__Stated goal__: Write out the lines below as a numbered list, leaving out any blank lines and any pictures.

Object point labels
## Start

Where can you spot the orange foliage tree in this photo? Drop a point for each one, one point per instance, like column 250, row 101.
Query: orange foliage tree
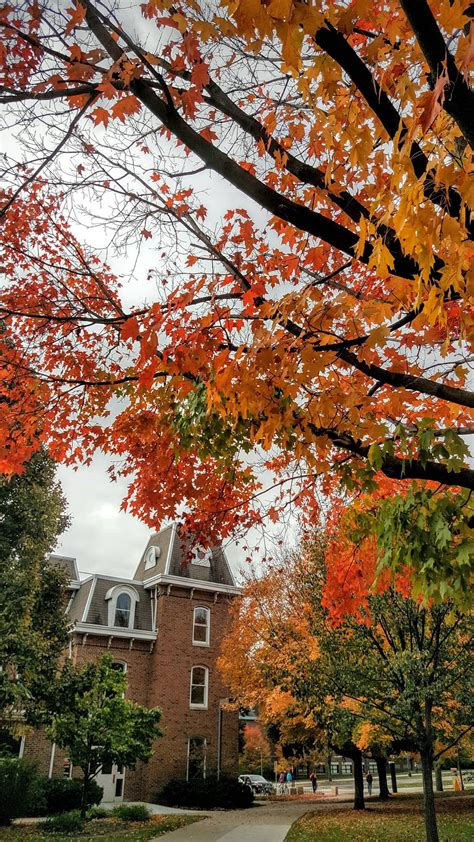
column 391, row 677
column 290, row 182
column 256, row 752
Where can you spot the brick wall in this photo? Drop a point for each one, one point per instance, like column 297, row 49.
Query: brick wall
column 159, row 675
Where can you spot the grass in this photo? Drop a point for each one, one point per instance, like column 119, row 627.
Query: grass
column 397, row 821
column 105, row 830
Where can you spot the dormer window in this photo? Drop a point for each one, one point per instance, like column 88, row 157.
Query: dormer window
column 123, row 608
column 122, row 603
column 151, row 556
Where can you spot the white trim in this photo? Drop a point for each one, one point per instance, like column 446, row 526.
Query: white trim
column 112, row 631
column 113, row 595
column 194, row 705
column 228, row 564
column 197, row 584
column 174, row 530
column 105, row 577
column 89, row 599
column 205, row 642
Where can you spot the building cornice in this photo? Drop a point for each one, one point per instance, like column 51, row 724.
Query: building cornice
column 195, row 584
column 112, row 631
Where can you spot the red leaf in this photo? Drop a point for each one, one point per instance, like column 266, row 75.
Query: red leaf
column 130, row 329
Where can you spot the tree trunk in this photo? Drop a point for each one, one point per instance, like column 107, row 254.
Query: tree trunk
column 381, row 762
column 359, row 803
column 428, row 799
column 85, row 784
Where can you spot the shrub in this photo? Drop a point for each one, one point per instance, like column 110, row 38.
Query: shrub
column 131, row 812
column 61, row 795
column 98, row 813
column 71, row 822
column 17, row 783
column 207, row 794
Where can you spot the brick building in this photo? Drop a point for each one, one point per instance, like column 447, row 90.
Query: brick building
column 164, row 628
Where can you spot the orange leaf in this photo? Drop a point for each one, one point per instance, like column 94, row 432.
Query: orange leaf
column 125, row 106
column 76, row 14
column 130, row 329
column 100, row 115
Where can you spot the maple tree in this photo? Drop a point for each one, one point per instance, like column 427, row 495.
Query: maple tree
column 256, row 751
column 318, row 323
column 392, row 677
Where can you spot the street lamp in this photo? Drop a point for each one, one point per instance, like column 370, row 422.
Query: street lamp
column 222, row 704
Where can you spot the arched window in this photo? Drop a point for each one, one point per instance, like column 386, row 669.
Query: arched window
column 122, row 604
column 201, row 626
column 123, row 609
column 199, row 687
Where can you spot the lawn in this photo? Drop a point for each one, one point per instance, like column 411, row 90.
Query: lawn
column 107, row 830
column 398, row 821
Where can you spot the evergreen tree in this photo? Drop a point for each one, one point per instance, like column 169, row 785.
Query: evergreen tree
column 32, row 590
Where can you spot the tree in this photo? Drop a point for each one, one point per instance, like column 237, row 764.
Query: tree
column 96, row 724
column 418, row 537
column 33, row 629
column 394, row 677
column 344, row 129
column 256, row 749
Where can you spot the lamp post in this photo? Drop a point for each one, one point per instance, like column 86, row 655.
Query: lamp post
column 222, row 703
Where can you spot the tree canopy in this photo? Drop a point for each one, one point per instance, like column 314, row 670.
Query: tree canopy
column 291, row 183
column 90, row 717
column 398, row 678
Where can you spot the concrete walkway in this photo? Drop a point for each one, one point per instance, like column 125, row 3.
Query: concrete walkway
column 267, row 822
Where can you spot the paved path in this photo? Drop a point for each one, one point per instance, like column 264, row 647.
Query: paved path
column 261, row 823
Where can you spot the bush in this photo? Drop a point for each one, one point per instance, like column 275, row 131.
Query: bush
column 131, row 813
column 61, row 795
column 98, row 813
column 71, row 822
column 207, row 794
column 17, row 784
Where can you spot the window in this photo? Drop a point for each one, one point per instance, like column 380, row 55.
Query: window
column 122, row 605
column 151, row 556
column 199, row 687
column 201, row 626
column 123, row 608
column 196, row 758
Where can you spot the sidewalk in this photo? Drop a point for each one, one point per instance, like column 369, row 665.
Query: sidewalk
column 266, row 822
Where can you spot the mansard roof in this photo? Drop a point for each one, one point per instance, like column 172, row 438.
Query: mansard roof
column 167, row 560
column 91, row 603
column 181, row 557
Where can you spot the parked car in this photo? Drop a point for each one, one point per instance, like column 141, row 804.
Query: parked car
column 257, row 783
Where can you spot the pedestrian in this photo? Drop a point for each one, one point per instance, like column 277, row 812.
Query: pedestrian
column 369, row 780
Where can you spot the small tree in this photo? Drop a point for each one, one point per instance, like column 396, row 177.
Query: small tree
column 32, row 591
column 257, row 750
column 96, row 724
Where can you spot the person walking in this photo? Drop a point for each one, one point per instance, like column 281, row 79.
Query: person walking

## End

__Reply__:
1. Where can you spot the orange foliage tree in this photo? Drop a point for each one, one point per instance, like column 250, row 101.
2. Query: orange foliage tree
3. column 391, row 677
4. column 290, row 182
5. column 256, row 752
6. Where can you spot the brick wall in this photo? Drop a point for each one, one point per instance, like column 297, row 49.
7. Query: brick wall
8. column 159, row 675
9. Where can you spot the grass in this photo? Drop a point for each one, one point per instance, like column 119, row 627.
10. Query: grass
11. column 397, row 821
12. column 105, row 830
13. Where can you spot the dormer window in this photo? Drop a point for each one, one point per instance, like column 88, row 157.
14. Query: dormer window
15. column 123, row 608
16. column 122, row 603
17. column 151, row 556
18. Where can you spot the white trim in this photo? Drop a point for each one, one point per instance, like column 446, row 526.
19. Query: white trim
20. column 112, row 631
21. column 113, row 595
22. column 194, row 705
23. column 228, row 564
24. column 197, row 584
25. column 174, row 530
26. column 105, row 577
27. column 89, row 599
28. column 205, row 642
29. Where can you spot the building cornice in this photo? Drop a point for each one, one point per instance, like column 51, row 724.
30. Query: building cornice
31. column 195, row 584
32. column 112, row 631
33. Where can you spot the red leaf in this photo? Drop a point for each one, one point per instance, like column 266, row 75.
34. Query: red leaf
35. column 130, row 329
36. Where can you spot the tree trunk in this photo? Drop a point for each one, one point per instance, like column 107, row 254.
37. Query: tree trunk
38. column 381, row 762
39. column 359, row 803
40. column 428, row 799
41. column 85, row 784
42. Where can you spot the shrub in this photo? Drop a point for each one, one point per instance, like column 110, row 38.
43. Query: shrub
44. column 131, row 812
45. column 61, row 795
46. column 98, row 813
47. column 71, row 822
48. column 17, row 783
49. column 207, row 794
50. Where can you spot the brick building in this photo? Drop a point for each one, one point per instance, like column 447, row 90.
51. Query: brick building
52. column 164, row 628
53. Where can you spot the orange leaf in this photo? Drop a point for each one, one point per instance, like column 94, row 432.
54. Query: orange leaf
55. column 125, row 106
56. column 76, row 14
57. column 130, row 329
58. column 100, row 115
59. Where can you spot the maple tree in this photo? Drop a point for each one, one point per instance, like column 427, row 495.
60. Query: maple tree
61. column 256, row 751
62. column 318, row 323
63. column 392, row 677
64. Where can you spot the street lamp in this photo? Drop a point for each one, one point per instance, like column 370, row 422.
65. Query: street lamp
66. column 222, row 704
67. Where can you spot the arched window in this photo? Drop a point for each one, one point per instance, like column 386, row 669.
68. Query: arched window
69. column 122, row 604
70. column 201, row 626
71. column 123, row 609
72. column 199, row 687
73. Where can you spot the lawn in this photo? Drop a point for each one, one point per instance, like column 411, row 90.
74. Query: lawn
75. column 107, row 830
76. column 398, row 821
77. Where can you spot the evergreen tree in this photo? Drop a point for each one, one point per instance, like column 169, row 785.
78. Query: evergreen tree
79. column 32, row 590
80. Where can you spot the tree in this photo? Drop a point for each one, one point per instance, like column 237, row 764.
81. Query: tree
82. column 96, row 724
83. column 418, row 537
84. column 33, row 629
85. column 394, row 677
86. column 344, row 129
87. column 256, row 749
88. Where can you spot the lamp post in this photo? Drop a point for each one, one point per instance, like column 86, row 655.
89. Query: lamp post
90. column 222, row 703
91. Where can you spot the tree canopy in this photo? Drop a point for each one, one point per instance, like column 314, row 670.
92. Query: tree canopy
93. column 291, row 183
94. column 90, row 717
95. column 398, row 678
96. Where can you spot the concrete walkway in this photo? Drop a point for each one, one point per instance, like column 125, row 3.
97. Query: concrete walkway
98. column 267, row 822
99. Where can you spot the paved path in this photo? Drop a point for each one, one point per instance, like column 264, row 647.
100. Query: paved path
101. column 261, row 823
102. Where can you spot the bush in this photo? Drop a point for each one, one point per instance, like column 275, row 131.
103. Query: bush
104. column 131, row 813
105. column 61, row 795
106. column 98, row 813
107. column 71, row 822
108. column 207, row 794
109. column 17, row 784
110. Where can you spot the window in this photo? Drop a point for each one, one point per instance, like column 380, row 55.
111. Query: window
112. column 122, row 605
113. column 151, row 556
114. column 199, row 687
115. column 201, row 626
116. column 123, row 608
117. column 196, row 758
118. Where can you spot the sidewalk in this photo? Drop a point for each one, one point per instance, like column 369, row 665.
119. Query: sidewalk
120. column 266, row 822
121. Where can you spot the mansard roof in this photo? Drop a point for each one, one point per instance, like column 172, row 438.
122. Query: mansard roof
123. column 167, row 560
124. column 91, row 603
125. column 181, row 557
126. Where can you spot the parked car in this photo? Drop a point for each one, one point per instance, like column 141, row 804.
127. Query: parked car
128. column 257, row 783
129. Where can you spot the pedestrian in this photo? Drop a point for each one, one point per instance, like column 277, row 812.
130. Query: pedestrian
131. column 369, row 780
132. Where can you spot the small tree in this photo? Drop a point for each one, one point per instance, like column 396, row 177.
133. Query: small tree
134. column 32, row 591
135. column 257, row 750
136. column 96, row 724
137. Where can you spot the person walking in this photo? Drop a point for each one, one point per instance, like column 281, row 79.
138. Query: person walking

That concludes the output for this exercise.